[Task to complete] Whenever a line below holds the word "excavator", count it; then give the total and nothing else.

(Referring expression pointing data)
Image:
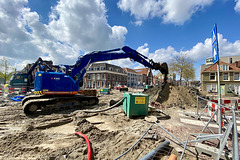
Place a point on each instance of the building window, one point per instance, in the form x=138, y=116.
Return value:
x=102, y=83
x=212, y=77
x=236, y=76
x=225, y=76
x=89, y=76
x=224, y=67
x=211, y=87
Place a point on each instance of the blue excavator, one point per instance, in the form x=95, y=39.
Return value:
x=58, y=90
x=25, y=79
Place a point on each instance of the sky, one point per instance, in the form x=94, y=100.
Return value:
x=63, y=30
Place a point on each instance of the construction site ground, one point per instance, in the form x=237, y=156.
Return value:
x=110, y=133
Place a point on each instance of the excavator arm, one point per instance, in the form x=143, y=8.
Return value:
x=79, y=69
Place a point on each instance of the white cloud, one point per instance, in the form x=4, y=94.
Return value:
x=171, y=11
x=75, y=26
x=237, y=7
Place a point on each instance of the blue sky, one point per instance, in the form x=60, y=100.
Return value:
x=65, y=29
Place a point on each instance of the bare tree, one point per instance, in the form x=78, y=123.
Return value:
x=5, y=66
x=182, y=66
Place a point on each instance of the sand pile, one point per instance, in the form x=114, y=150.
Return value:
x=170, y=96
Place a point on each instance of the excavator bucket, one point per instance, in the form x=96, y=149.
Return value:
x=163, y=67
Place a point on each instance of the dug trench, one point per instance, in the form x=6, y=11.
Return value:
x=110, y=133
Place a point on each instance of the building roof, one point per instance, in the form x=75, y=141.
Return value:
x=143, y=71
x=232, y=67
x=129, y=70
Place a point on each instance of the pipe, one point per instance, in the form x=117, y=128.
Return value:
x=96, y=111
x=153, y=153
x=88, y=143
x=134, y=143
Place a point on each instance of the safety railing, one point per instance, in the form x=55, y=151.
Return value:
x=229, y=118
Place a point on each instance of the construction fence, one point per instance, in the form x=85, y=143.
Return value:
x=208, y=113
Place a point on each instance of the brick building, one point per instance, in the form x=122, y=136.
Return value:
x=101, y=75
x=133, y=78
x=146, y=75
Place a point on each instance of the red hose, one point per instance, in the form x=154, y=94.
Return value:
x=88, y=144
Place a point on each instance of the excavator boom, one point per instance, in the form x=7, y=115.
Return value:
x=61, y=88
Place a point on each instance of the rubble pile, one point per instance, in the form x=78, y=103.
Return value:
x=173, y=96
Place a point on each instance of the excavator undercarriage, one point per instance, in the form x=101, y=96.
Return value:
x=46, y=104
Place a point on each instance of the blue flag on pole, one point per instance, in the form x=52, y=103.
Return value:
x=215, y=51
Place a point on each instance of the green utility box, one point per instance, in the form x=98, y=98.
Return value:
x=148, y=86
x=104, y=91
x=135, y=104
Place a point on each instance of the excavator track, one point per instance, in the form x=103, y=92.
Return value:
x=47, y=104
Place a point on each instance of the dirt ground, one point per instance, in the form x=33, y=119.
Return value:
x=110, y=133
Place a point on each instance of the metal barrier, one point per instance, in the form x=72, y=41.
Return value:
x=210, y=108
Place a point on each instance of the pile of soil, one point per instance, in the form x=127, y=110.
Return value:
x=110, y=133
x=173, y=96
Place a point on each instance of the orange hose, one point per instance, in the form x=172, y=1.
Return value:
x=172, y=157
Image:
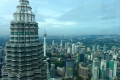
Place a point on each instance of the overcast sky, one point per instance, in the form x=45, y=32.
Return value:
x=67, y=17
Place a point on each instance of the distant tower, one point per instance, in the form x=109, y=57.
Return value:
x=73, y=49
x=48, y=72
x=61, y=44
x=53, y=43
x=44, y=42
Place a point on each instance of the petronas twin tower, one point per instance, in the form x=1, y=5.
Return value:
x=24, y=51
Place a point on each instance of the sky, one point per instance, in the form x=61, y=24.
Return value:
x=67, y=17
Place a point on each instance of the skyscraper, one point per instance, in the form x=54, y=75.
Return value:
x=73, y=49
x=69, y=68
x=24, y=51
x=44, y=42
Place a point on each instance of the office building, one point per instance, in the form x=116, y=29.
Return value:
x=44, y=42
x=69, y=68
x=103, y=69
x=52, y=71
x=83, y=71
x=24, y=51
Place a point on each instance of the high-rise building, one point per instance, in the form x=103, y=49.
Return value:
x=53, y=43
x=52, y=71
x=95, y=73
x=24, y=51
x=44, y=42
x=98, y=47
x=73, y=49
x=103, y=69
x=69, y=68
x=104, y=48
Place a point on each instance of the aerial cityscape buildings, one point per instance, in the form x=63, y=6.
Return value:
x=25, y=55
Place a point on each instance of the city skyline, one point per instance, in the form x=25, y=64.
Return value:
x=68, y=17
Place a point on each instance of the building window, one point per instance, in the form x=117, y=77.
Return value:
x=12, y=33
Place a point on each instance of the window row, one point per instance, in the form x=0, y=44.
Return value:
x=24, y=33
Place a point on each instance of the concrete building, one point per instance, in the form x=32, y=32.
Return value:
x=69, y=50
x=52, y=71
x=60, y=71
x=95, y=73
x=98, y=47
x=103, y=69
x=83, y=71
x=69, y=68
x=24, y=51
x=73, y=49
x=104, y=48
x=44, y=42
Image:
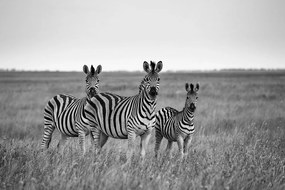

[Completed task] 6